- **To do**
1. From the essay below, list each healing wish the writer repeats in the clinic while waiting for the infusion.
2. Please reproduce word for word the part of the essay below that begins with the words "Worry is such" and ends with "like a miracle.".

- **Passage**

Googling survival rates of people with my cancer: Is that helpful?


RosebudJüri Mildeberg- Mildebergius. 
Painter, graphic artist, illustrator. 
Jüri lives in a small village in the Estonian countryside with his wife Piret, daughters Susanna and Saara, and two dogs Leijona and Tonttu (Lion and Elf). 

This morning I catch myself Googling survival rates for the cancer I have and end up feeling anxious about time. Later, I tell my husband Terry what I did and how I feel. He asks, “Was it helpful?”

Part of the answer to Terry’s question is “it’s a teeny bit helpful.” 

After last night’s heaping bowl of Neopolitan ice cream and knowing I’ve skipped my daily walking practice for several weeks, seeing cancer statistic reality in stark black and white renews my commitment to self-care. To do my wellness part. Sure, that’s helpful.

If I tell the truth, the answer to the question about that Google is “no.” 

It’s not helpful to head off into the future awfulizing and imagining what happens if I’m high risk on the follicular non-Hodgkin's lymphoma FLIPI index. You know, jumping on the thinking that I need to be hyper-vigilant, concerned, or worried as part of the I-have-an-incurable-cancer project.


Worry is such a waste of my time and energy.

I quickly turn my thinking around. 

Here’s what I remember.

The first two treatments were rigorous. My side effects were severe. I felt like I was just surviving. I had multiple large tumors. It’s so important saying this part out loud because I know I am not in denial about my situation nor am I a victim to cancer. Telling this part makes what happened next feel like a miracle.

When I go to the third treatment, I decide I will participate in my healing.

While sitting in the clinic waiting for my infusion, I begin my usual meditation. I begin to wish healing for myself and all others. I close my eyes and repeat, “May I heal. May all my friends (in this room) heal. May all people with cancer heal.” 

But then, I have this thought. Why not work with my infusion in a loving way. 

When my cyclophosphamide drip begins (the first of 5 meds in the R-CHOP regimen), I consciously eye and thank each drip for the healing and recovery that is in progress. I think about the lymphoma cancer cells and the drips with love. I close my eyes and see the tumors breaking up. (Later, I actually see the expelled pieces of tumor when I went to the bathroom.)

The first scan after my treatment surprises my doctor. “This is remarkable. I didn’t expect the tumors to be gone.” 

Three years of treatment later, my scans show no detectable cancer growth.

I share my Google apprehension and choice to love my cancer with friends today. Someone comes up to me afterward and says, “Susan, it sounds like your relationship with cancer is working.”

I like the idea of thinking of myself in relationship with cancer. I have a choice about how I respond to what shows up in my life and body. That's empowering.

- **Source information**
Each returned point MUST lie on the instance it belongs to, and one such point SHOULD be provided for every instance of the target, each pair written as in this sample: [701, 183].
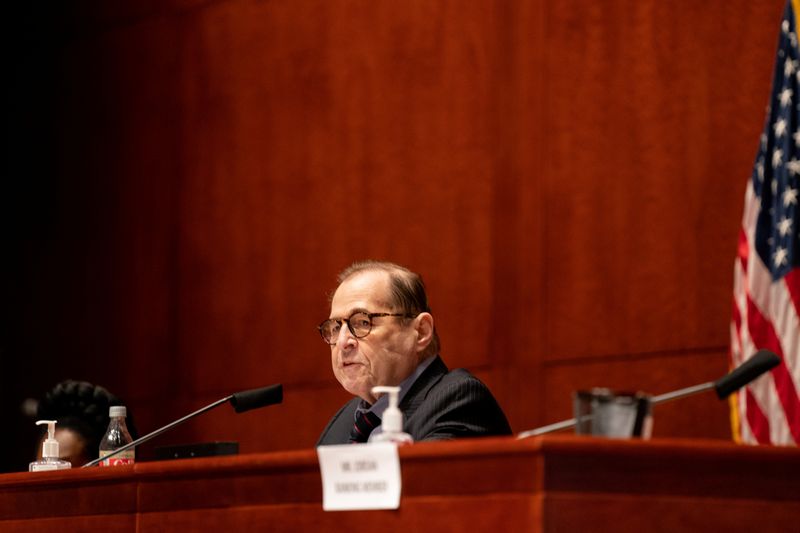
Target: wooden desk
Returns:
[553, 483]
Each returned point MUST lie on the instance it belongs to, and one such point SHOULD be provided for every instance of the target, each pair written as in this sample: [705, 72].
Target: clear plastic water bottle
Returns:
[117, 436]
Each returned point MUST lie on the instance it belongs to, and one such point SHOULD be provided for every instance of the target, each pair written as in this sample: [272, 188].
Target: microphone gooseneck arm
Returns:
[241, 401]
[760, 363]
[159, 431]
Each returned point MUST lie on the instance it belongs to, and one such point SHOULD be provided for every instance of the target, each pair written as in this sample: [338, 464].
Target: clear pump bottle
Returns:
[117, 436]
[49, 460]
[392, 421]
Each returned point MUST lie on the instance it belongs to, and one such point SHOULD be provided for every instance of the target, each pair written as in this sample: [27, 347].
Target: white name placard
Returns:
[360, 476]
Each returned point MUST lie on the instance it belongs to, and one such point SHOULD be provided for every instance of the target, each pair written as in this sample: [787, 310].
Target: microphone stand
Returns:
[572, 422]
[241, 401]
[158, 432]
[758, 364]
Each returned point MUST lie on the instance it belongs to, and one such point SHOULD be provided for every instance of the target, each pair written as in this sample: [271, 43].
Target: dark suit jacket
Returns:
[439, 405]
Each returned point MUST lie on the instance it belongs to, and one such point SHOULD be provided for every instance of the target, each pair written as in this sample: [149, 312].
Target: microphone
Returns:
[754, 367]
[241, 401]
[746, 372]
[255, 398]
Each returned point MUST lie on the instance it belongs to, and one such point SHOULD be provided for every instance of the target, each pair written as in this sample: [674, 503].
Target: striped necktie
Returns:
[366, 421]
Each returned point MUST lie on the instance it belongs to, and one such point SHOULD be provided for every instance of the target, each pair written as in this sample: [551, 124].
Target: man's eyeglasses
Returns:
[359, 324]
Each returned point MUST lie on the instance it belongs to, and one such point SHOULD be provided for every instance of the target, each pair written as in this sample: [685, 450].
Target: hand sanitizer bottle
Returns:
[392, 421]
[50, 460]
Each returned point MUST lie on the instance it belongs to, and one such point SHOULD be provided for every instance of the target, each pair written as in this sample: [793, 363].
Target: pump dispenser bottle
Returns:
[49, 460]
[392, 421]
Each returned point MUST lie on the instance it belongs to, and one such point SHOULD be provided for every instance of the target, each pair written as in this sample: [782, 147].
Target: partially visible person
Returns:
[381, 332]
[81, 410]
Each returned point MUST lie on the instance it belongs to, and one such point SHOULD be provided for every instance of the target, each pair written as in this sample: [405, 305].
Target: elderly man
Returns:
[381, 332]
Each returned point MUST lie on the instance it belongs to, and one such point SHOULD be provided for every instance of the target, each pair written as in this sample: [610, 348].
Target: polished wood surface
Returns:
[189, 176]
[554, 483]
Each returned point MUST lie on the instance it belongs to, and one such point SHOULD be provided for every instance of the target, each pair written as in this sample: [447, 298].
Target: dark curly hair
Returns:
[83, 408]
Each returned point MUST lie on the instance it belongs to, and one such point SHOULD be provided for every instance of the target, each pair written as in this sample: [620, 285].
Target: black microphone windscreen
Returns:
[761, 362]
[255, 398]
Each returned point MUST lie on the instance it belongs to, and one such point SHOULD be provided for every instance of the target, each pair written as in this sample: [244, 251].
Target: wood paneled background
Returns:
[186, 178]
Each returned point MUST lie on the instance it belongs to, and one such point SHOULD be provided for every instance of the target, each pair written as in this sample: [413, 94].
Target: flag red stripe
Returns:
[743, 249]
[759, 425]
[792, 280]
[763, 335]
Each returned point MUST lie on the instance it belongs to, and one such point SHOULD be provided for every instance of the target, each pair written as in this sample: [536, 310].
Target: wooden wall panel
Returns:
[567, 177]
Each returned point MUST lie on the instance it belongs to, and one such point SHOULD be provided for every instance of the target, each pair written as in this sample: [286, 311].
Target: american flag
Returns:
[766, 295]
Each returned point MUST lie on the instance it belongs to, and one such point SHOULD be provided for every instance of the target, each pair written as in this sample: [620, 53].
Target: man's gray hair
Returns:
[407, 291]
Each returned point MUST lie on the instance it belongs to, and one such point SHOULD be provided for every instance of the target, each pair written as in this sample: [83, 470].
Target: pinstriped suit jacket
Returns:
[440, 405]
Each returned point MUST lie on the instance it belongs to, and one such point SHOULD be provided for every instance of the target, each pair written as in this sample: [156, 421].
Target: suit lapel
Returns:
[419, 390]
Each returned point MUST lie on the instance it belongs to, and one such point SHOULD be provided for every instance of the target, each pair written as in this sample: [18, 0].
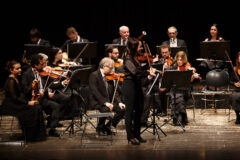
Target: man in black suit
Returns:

- **Numbered answers**
1.
- May I heal.
- May all my friends (in this room) heal.
- May all people with cancer heal.

2.
Worry is such a waste of my time and energy.

I quickly turn my thinking around. 

Here’s what I remember.

The first two treatments were rigorous. My side effects were severe. I felt like I was just surviving. I had multiple large tumors. It’s so important saying this part out loud because I know I am not in denial about my situation nor am I a victim to cancer. Telling this part makes what happened next feel like a miracle.